• **DOCUMENT**
_ _ _ _ _ _ _

Court of Appeals of Ohio, Fifth District, Licking County
Aug 9, 1999
Case No. 99CA9 (Ohio Ct. App. Aug. 9, 1999)

Opinion

Case No. 99CA9.

Date of Judgment Entry: August 9, 1999.

CHARACTER OF PROCEEDING: Civil appeal from the Licking County Common Pleas, Domestic Relations Division, Case No. 96DR01171

JUDGMENT: Affirmed

For Plaintiff-Appellee: BERNARD M. FLOETKER

For Defendant-Appellant: ANN E. SNYDER

JUDGES: Hon. W. Scott Gwin, P.J. Hon. William B. Hoffman, J. Hon. Julie A. Edwards, J.

_ _ _ _ _ _ _

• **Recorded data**
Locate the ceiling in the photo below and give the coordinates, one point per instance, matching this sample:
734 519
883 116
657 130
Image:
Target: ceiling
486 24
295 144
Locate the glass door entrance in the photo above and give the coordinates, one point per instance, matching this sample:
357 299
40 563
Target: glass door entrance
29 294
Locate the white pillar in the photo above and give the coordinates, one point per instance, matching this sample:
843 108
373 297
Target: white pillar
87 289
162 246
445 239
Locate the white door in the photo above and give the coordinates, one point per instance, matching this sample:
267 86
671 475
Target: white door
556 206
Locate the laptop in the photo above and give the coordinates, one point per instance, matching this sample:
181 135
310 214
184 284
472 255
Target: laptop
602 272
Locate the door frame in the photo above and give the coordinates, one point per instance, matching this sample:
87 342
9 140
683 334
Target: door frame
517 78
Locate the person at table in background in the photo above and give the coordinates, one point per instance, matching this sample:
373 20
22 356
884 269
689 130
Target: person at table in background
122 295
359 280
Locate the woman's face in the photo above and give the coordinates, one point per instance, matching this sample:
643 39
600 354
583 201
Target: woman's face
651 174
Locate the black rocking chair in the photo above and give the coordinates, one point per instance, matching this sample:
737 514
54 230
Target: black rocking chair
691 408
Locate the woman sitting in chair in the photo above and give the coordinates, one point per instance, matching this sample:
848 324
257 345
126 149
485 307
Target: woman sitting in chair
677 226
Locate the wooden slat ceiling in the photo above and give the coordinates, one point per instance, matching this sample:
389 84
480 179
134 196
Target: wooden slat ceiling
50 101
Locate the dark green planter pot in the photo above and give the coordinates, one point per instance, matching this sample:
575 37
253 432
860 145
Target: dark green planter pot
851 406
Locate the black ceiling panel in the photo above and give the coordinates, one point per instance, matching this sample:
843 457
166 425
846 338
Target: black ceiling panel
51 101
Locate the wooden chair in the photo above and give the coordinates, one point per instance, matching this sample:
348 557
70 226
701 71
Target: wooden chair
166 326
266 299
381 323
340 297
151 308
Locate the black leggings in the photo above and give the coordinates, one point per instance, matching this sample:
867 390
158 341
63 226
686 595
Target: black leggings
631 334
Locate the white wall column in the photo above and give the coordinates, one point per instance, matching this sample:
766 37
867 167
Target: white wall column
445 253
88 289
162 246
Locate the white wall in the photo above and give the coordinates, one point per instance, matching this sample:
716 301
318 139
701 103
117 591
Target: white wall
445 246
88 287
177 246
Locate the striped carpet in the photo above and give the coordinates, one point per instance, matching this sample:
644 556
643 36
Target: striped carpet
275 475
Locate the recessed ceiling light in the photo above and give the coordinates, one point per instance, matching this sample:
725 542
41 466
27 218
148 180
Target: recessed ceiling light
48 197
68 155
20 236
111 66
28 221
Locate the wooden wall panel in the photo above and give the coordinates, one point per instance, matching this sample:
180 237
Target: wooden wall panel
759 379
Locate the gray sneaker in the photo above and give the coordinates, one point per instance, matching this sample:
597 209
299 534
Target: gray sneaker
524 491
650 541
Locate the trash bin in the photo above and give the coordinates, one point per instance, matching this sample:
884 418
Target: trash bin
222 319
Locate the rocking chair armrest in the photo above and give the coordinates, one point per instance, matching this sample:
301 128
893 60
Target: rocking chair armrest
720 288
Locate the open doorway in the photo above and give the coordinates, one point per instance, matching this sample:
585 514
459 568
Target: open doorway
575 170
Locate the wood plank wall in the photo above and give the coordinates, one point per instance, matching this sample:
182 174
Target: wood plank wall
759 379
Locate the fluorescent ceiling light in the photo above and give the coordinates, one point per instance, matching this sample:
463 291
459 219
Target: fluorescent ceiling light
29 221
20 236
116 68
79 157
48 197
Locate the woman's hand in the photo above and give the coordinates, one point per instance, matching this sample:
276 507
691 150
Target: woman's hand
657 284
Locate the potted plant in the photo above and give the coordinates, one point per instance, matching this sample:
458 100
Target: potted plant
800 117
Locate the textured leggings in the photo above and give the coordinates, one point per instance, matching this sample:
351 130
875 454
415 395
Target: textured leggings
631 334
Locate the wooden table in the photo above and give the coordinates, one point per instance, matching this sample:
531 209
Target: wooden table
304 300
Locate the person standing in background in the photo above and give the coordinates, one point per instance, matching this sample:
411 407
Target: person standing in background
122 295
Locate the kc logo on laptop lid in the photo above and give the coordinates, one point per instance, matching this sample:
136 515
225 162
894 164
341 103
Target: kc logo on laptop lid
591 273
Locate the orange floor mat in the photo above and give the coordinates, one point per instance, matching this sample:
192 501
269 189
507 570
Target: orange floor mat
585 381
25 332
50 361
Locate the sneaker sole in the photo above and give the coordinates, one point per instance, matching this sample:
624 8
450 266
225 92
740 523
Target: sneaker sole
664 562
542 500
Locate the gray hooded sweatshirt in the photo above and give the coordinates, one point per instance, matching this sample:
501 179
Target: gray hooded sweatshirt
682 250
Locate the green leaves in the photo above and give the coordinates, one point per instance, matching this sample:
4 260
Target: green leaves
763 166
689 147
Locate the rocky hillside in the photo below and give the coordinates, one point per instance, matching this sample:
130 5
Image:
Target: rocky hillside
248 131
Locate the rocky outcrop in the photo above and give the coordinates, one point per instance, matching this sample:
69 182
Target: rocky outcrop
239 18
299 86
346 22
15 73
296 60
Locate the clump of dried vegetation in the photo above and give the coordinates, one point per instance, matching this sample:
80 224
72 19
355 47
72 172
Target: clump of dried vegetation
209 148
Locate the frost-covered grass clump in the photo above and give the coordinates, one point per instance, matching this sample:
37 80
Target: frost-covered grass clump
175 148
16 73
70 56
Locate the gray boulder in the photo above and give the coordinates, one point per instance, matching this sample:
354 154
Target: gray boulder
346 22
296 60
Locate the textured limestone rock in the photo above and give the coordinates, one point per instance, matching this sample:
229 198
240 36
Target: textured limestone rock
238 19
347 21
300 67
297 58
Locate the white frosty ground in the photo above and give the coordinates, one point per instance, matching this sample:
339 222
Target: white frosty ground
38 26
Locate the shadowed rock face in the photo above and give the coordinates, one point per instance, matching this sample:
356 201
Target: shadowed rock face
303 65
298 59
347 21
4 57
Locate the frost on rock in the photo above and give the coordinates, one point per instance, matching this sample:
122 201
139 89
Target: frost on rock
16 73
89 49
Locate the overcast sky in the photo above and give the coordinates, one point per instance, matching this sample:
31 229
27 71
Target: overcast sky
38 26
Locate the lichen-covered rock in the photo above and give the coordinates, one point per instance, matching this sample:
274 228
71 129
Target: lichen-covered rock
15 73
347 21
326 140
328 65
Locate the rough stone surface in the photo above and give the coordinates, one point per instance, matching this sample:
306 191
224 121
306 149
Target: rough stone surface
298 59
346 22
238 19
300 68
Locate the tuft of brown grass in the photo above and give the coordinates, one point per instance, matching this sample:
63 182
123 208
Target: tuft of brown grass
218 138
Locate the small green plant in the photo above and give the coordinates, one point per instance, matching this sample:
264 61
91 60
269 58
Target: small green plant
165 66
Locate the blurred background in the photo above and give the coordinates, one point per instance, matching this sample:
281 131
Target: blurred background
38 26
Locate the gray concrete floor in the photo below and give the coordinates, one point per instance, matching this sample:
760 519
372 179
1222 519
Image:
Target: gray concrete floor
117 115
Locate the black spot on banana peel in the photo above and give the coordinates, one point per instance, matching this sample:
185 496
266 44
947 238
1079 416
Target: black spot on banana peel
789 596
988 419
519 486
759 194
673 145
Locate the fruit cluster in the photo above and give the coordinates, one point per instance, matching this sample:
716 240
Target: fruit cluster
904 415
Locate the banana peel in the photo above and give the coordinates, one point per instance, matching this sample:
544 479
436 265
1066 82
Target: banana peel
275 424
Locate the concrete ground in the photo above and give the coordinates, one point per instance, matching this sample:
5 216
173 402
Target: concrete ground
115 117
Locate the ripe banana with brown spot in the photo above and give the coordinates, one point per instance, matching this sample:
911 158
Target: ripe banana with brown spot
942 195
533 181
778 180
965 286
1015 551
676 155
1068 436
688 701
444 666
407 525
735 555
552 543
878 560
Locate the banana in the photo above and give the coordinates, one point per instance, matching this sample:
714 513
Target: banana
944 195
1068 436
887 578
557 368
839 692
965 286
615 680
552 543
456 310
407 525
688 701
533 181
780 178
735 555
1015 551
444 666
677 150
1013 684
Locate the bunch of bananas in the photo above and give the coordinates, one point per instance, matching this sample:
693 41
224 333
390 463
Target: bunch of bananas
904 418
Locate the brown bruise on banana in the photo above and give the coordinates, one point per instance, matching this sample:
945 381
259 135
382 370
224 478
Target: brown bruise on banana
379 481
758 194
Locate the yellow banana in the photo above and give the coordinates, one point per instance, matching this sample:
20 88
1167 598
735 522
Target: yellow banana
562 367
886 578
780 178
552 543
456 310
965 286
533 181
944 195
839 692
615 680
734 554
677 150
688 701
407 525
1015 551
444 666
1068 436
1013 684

_ _ _ _ _ _ _

• **THE EXERCISE**
Please copy out everything from "Court of Appeals" down to "August 9, 1999." in the appeals court document, updating "Opinion" to "Decision".

• **IN RESPONSE**
Court of Appeals of Ohio, Fifth District, Licking County
Aug 9, 1999
Case No. 99CA9 (Ohio Ct. App. Aug. 9, 1999)

Decision

Case No. 99CA9.

Date of Judgment Entry: August 9, 1999.